定位与标注条目

○ ○ ○

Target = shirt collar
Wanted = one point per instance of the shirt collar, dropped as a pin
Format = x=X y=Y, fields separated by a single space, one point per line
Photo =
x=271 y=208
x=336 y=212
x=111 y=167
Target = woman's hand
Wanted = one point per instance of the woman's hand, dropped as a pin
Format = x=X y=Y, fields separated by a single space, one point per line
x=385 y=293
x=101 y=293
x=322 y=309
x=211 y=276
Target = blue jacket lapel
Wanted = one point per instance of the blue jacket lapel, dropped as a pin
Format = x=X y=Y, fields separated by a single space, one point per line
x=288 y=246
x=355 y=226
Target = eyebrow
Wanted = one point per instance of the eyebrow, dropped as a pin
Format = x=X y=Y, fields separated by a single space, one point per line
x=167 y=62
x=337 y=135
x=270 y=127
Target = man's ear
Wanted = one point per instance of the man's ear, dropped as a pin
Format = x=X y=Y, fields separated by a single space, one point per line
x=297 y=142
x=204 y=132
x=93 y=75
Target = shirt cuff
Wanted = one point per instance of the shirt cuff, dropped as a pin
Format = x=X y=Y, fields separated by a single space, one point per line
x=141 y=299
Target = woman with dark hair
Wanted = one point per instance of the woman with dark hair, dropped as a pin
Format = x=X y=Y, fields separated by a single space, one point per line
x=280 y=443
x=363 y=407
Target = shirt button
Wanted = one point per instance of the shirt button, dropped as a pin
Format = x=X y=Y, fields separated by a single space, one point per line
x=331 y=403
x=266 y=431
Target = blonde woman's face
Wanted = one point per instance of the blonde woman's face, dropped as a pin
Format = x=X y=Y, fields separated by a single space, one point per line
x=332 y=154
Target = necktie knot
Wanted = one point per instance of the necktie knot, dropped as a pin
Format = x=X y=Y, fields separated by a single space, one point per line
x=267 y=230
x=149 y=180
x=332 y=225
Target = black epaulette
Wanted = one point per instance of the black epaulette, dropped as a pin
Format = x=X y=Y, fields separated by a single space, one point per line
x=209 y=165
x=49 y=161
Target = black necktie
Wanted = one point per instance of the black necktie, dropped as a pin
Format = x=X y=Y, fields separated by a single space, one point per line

○ ○ ○

■ 任务说明: 将上面列表中从含有“Target = blonde woman's face”的那一行起、到含有“x=332 y=225”的那一行为止的各行原样输出，首尾两行均包括在内。

■ 参考答案:
Target = blonde woman's face
Wanted = one point per instance of the blonde woman's face, dropped as a pin
Format = x=X y=Y, fields separated by a single space, one point per line
x=332 y=154
Target = necktie knot
Wanted = one point per instance of the necktie knot, dropped as a pin
Format = x=X y=Y, fields separated by a single space, one point per line
x=267 y=230
x=149 y=180
x=332 y=225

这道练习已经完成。